AIM OF THE EXERCISE:
Filter the rows below, keeping each line that contains the string "truck" and copying those lines in their original order.
== SUPPLIED INFORMATION
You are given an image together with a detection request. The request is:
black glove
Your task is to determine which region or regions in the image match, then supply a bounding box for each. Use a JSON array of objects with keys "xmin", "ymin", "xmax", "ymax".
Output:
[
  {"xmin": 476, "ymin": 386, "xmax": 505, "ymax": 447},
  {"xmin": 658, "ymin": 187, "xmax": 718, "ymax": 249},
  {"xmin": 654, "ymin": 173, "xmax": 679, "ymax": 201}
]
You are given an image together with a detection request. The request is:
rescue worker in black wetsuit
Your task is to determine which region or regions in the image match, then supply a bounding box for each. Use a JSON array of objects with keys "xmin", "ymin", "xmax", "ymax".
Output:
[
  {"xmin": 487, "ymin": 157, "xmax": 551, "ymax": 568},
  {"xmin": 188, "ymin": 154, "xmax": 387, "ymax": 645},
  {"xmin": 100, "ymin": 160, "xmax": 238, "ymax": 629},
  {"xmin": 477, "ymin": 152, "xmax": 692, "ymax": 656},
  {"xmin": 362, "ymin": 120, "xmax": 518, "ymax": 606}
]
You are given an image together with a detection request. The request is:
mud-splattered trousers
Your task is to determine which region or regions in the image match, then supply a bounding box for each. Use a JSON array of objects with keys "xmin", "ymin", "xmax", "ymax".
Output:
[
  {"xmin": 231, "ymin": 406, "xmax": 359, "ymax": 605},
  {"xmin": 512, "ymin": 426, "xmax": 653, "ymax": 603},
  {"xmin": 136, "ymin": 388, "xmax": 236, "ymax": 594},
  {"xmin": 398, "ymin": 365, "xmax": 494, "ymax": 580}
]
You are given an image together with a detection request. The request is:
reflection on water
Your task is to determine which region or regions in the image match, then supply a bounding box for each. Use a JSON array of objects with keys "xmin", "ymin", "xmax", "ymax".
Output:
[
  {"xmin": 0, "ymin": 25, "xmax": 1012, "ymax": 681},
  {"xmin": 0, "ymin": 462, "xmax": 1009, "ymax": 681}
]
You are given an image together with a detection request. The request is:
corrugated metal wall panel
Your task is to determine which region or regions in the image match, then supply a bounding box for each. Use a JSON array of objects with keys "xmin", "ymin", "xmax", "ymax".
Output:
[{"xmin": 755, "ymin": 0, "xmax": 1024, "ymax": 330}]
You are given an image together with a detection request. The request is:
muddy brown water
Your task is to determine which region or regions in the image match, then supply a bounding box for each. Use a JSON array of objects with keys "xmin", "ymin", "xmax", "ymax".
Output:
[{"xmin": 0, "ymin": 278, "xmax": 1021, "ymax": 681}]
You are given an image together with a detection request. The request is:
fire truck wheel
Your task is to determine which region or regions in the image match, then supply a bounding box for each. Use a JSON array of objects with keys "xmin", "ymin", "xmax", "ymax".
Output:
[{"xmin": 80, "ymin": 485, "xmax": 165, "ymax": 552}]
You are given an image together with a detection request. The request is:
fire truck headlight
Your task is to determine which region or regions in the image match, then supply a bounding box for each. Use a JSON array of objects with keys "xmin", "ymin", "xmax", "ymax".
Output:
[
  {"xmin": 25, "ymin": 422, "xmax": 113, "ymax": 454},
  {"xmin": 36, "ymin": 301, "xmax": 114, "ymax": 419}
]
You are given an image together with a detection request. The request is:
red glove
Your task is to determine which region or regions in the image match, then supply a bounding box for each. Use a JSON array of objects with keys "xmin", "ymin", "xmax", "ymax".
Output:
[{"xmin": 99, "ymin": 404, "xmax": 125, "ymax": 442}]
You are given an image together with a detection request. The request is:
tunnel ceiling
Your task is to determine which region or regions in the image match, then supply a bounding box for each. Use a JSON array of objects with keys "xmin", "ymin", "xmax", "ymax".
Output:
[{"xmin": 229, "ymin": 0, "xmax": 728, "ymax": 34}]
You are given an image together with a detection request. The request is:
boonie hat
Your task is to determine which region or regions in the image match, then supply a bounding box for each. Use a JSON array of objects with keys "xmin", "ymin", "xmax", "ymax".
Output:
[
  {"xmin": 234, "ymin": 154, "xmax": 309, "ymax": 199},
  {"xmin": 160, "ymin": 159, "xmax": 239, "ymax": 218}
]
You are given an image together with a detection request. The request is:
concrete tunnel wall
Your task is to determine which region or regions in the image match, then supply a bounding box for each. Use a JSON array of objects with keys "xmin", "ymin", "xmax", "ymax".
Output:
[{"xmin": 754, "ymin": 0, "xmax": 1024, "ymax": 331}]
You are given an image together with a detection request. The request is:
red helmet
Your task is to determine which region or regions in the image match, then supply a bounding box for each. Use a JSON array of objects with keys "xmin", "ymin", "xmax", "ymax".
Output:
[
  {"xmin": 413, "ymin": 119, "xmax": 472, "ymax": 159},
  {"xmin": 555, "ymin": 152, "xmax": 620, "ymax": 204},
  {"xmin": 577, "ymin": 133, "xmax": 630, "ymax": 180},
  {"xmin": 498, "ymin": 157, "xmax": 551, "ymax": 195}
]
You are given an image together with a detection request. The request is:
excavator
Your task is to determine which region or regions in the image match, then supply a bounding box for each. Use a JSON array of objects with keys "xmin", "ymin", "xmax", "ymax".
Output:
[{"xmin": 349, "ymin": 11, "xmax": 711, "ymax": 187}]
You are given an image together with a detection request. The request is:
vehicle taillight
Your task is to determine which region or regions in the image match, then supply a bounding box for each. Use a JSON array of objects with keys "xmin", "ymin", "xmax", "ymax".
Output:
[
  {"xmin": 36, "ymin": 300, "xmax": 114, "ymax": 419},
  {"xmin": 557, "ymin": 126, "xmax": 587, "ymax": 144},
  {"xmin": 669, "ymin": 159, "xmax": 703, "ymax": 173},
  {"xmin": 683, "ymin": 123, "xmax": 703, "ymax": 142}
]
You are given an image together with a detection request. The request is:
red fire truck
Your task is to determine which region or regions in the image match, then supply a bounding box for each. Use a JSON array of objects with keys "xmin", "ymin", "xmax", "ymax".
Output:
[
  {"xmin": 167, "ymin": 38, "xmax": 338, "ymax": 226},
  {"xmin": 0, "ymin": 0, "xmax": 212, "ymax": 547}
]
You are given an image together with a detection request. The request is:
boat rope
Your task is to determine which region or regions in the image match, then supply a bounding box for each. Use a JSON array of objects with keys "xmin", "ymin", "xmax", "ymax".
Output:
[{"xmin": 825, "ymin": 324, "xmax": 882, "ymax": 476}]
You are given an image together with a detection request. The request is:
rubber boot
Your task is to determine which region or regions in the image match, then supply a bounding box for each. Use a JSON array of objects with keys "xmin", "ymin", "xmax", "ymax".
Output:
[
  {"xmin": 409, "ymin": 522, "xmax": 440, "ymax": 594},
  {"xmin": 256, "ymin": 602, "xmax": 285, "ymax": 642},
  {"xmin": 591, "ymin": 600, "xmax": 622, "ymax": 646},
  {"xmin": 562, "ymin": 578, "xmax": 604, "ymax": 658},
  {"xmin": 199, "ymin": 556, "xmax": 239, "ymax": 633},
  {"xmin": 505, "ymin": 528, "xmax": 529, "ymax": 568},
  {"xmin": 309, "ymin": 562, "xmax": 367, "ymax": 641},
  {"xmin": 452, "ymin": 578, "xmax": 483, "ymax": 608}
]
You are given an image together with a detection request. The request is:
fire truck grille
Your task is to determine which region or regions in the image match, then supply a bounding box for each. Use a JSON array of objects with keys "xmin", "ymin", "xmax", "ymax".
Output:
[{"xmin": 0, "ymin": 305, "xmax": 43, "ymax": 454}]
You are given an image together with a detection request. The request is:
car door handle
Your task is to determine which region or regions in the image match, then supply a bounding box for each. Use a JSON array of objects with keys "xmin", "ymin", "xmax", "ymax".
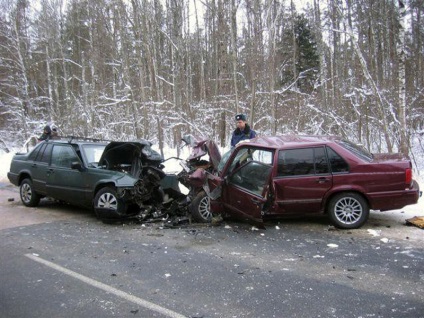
====
CORRECT RESULT:
fire truck wheel
fire truck headlight
red fire truck
fire truck grille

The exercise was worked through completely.